→ THE PROBLEM: Report the lines of the data below that contain the string "rock".

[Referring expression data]
--
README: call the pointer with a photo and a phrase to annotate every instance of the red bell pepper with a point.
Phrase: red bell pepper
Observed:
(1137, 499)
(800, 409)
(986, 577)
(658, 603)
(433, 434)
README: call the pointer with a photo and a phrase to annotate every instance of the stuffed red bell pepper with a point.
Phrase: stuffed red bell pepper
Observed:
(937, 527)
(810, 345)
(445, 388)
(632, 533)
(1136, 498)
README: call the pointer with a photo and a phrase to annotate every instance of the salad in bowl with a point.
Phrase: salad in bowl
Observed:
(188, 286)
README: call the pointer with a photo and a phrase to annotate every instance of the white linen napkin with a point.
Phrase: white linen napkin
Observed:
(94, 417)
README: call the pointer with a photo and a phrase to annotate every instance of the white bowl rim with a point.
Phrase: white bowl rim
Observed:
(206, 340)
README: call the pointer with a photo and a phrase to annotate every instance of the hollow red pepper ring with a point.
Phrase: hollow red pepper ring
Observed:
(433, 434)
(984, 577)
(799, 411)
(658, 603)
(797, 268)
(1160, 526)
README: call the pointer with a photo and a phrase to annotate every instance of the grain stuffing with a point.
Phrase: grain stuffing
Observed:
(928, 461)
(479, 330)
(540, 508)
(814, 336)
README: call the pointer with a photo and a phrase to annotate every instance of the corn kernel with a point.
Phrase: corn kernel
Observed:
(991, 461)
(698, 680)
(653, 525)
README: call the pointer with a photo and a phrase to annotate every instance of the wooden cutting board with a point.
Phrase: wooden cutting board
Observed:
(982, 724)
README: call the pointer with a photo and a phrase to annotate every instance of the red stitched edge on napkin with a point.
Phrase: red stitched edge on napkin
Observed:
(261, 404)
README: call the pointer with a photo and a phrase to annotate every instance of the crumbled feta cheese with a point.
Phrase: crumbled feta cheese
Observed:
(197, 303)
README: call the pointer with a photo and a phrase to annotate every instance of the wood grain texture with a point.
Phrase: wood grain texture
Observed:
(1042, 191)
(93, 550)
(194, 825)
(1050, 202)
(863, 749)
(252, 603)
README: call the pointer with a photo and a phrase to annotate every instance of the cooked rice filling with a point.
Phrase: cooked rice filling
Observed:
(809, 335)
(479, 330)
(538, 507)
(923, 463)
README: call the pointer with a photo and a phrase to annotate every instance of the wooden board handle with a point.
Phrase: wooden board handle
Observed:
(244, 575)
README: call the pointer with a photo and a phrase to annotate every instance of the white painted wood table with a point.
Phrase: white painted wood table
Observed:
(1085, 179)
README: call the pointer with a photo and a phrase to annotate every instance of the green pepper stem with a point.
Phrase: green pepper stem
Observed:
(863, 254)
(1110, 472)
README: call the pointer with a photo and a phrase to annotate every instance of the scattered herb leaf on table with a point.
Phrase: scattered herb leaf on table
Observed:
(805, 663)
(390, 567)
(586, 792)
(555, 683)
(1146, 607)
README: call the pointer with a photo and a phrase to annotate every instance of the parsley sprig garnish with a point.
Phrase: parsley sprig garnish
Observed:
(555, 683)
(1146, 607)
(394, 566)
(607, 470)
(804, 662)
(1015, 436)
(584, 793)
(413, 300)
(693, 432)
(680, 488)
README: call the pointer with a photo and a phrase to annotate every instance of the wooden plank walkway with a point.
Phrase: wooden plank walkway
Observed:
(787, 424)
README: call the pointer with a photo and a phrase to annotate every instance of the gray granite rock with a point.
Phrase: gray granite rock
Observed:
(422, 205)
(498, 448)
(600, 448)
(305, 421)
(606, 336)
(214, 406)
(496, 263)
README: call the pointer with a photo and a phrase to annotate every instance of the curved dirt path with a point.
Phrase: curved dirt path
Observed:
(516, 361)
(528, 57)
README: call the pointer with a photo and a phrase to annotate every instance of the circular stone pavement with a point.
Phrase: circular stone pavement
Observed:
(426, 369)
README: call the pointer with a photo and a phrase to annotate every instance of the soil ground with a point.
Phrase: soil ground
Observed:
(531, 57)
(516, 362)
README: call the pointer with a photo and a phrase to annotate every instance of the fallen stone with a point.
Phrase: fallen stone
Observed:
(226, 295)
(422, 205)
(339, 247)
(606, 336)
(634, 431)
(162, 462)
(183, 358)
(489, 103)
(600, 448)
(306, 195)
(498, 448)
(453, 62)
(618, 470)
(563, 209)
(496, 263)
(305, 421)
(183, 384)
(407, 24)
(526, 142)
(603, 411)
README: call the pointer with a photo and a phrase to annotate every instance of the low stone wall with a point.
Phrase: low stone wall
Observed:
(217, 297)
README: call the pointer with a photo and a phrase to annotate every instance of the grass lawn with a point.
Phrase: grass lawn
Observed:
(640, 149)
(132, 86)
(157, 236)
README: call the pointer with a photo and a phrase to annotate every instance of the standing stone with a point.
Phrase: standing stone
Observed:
--
→ THE ANSWER:
README: call the pointer with a photo and a phrase to annotate every instance of the gray granite rock with a point.
Phrase: gray granite rock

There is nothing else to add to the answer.